Each line of the records is to be copied verbatim.
_ _ _
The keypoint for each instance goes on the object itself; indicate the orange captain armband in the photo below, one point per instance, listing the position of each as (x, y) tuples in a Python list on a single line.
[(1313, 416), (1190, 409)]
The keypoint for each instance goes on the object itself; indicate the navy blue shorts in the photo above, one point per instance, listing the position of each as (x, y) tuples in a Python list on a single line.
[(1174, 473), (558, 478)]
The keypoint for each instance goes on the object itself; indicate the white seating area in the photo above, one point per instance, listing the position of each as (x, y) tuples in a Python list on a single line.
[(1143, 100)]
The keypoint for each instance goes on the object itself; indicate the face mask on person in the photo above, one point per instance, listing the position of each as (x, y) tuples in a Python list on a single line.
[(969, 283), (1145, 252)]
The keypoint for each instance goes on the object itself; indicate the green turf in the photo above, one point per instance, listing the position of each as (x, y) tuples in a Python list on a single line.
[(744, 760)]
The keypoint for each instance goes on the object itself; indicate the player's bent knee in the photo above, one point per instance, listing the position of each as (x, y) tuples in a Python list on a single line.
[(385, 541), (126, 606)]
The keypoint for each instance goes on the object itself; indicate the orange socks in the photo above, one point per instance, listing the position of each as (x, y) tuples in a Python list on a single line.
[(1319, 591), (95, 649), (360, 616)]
_ _ _
EXERCISE ANSWER:
The keypoint for each instance goes on the object itself; indicate the orange captain armband in the photo below, one point per instance, listing the position of each as (x, y) tuples in a Python list on a single line.
[(1313, 416), (1190, 409)]
The keypoint for each instance goes on the object itself; indicate the navy blue shorts in the photo above, one point per instance, listing the position of each as (x, y) tuples in a Python list on a single line.
[(1174, 473), (558, 478)]
The keypoint for each instance goes on the object itself; indicate the white seating area in the photo above, one point per instance, listing the position of each as (x, y) tuples in a Python list on a single line.
[(1143, 100)]
The keypoint for each instance goes on the object itself; indicate the face mask on person in the photo above, one point per instance, listing the position of each as (x, y) tuples in a Python list on a single line.
[(969, 283), (1145, 252)]
The keypoint for each instance goes on the object itself; indicate the green turf in the photo above, one point per instance, listing the position of each as (x, y) tuples in a Python list on a single line.
[(744, 760)]
The keypoint for each instance goes on the object itself; indicate the player's bent knee in the photo above, one point per instance, listing the position of each as (x, y) tuples in a Python list on a single line.
[(385, 541), (126, 606)]
The keypoint for each instance goes on the object itself; indicate the orange socks in the photo above, one point per instance, listing the position of each as (x, y) tuples in a Python list on a single line.
[(1319, 591), (95, 649), (360, 616)]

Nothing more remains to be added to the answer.